EXERCISE DESCRIPTION
From the listing below, return each line that includes "parchment".

THE DATA
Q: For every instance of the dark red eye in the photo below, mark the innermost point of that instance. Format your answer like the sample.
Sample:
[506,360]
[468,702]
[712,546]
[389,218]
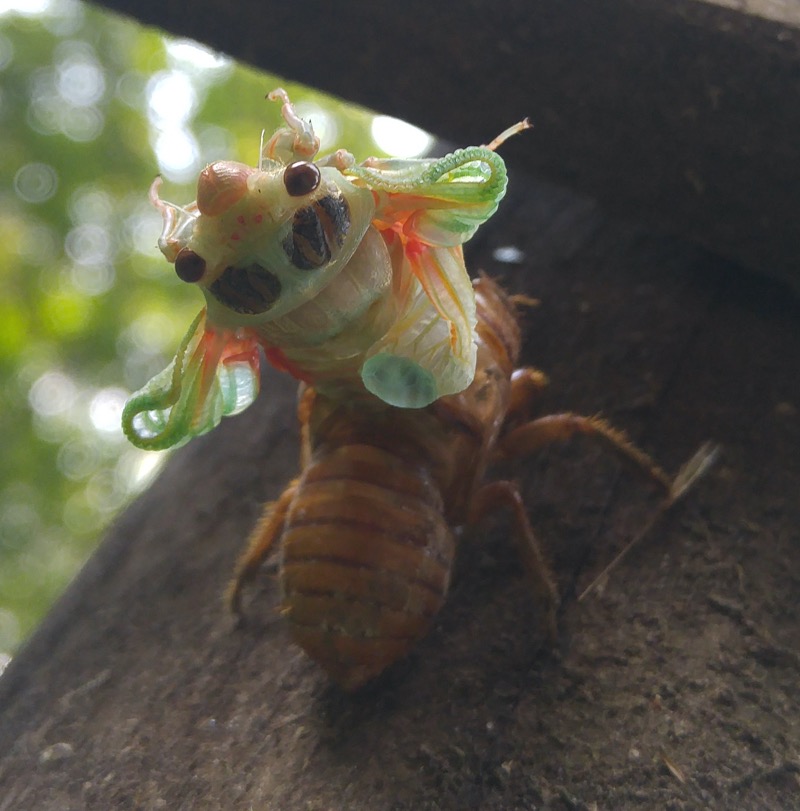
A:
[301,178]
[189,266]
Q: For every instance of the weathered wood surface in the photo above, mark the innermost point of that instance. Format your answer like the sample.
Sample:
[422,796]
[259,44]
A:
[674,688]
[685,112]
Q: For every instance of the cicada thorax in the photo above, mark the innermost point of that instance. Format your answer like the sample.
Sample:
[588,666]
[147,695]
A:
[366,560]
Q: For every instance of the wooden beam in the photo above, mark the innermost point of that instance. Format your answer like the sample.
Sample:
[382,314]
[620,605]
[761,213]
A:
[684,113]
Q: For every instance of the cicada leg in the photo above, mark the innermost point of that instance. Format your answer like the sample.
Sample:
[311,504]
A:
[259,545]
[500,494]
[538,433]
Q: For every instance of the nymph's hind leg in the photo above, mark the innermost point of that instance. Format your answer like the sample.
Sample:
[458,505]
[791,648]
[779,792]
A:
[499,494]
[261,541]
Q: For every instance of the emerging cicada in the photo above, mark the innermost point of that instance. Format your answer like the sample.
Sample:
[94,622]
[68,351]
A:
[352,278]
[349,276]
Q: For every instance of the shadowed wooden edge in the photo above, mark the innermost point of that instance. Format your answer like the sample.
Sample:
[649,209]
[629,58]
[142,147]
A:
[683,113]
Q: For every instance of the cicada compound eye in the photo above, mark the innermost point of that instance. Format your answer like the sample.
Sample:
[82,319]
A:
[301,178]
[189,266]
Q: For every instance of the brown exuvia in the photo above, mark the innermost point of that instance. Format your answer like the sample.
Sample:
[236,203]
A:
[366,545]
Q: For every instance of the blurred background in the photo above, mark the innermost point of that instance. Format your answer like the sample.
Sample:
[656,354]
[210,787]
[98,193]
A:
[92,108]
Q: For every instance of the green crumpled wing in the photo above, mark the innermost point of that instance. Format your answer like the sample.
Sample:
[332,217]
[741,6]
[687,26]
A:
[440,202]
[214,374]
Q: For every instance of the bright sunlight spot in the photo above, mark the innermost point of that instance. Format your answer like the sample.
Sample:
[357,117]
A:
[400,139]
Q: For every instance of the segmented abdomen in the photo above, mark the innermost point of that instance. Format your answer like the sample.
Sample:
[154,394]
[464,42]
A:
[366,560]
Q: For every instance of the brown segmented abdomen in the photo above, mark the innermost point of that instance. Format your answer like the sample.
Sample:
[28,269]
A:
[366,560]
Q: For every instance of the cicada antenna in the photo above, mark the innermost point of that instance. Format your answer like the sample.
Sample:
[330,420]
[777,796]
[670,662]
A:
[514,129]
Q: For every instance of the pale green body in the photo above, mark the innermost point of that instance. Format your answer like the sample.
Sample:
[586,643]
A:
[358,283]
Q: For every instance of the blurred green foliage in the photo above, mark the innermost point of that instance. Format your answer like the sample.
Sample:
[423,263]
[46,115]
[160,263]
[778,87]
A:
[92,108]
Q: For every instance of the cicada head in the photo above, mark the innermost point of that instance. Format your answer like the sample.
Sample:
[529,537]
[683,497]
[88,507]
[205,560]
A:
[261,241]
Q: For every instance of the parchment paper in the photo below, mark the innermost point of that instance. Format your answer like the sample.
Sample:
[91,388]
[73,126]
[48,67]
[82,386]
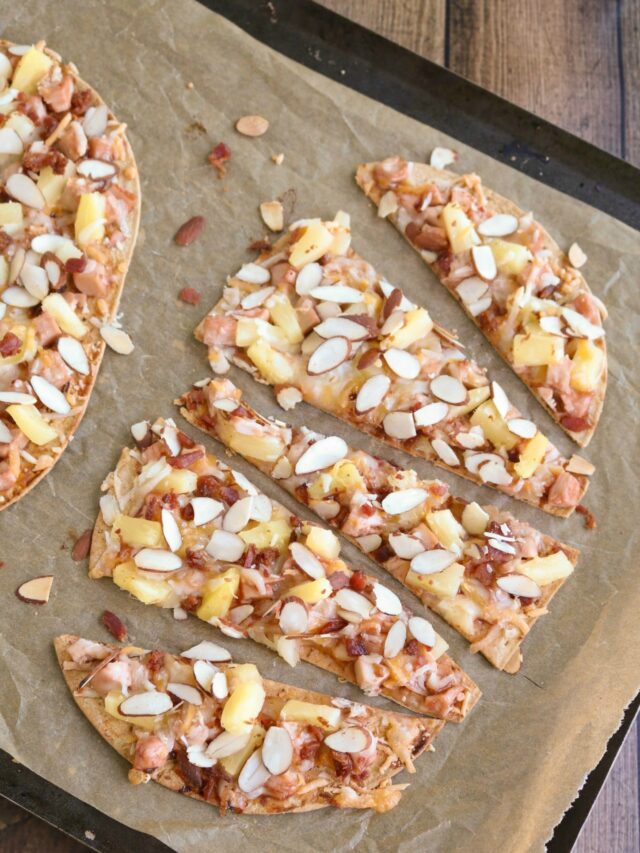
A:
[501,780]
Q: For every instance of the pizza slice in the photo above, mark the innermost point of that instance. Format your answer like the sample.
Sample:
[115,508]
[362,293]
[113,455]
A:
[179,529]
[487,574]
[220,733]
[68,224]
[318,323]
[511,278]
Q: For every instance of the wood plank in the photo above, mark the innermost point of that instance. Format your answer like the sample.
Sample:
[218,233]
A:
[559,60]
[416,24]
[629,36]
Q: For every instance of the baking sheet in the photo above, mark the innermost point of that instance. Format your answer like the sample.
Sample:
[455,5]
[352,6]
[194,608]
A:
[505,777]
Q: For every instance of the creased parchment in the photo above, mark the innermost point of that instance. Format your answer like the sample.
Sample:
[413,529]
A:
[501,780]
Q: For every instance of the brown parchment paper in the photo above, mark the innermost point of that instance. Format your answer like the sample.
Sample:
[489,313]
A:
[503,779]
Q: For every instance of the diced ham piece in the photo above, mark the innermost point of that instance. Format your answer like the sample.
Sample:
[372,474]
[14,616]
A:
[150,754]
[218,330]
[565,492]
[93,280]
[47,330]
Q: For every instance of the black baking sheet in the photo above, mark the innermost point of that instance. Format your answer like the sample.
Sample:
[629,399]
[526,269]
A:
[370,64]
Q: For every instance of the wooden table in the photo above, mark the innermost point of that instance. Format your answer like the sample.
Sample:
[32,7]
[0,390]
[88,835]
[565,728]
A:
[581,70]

RESULT OF THIS TASK
Q: For every instance of the parchment paper in the photo below, mark the innermost point of that instance. Format your answer like the sample.
Q: For every instance of the creased parchment in the photo above, mark the innermost point of that instance. Format your answer like the sample.
Q: For every instance of the brown parchment paper in the photo above, mark the innermost point of that instance. Format your answer like the sample.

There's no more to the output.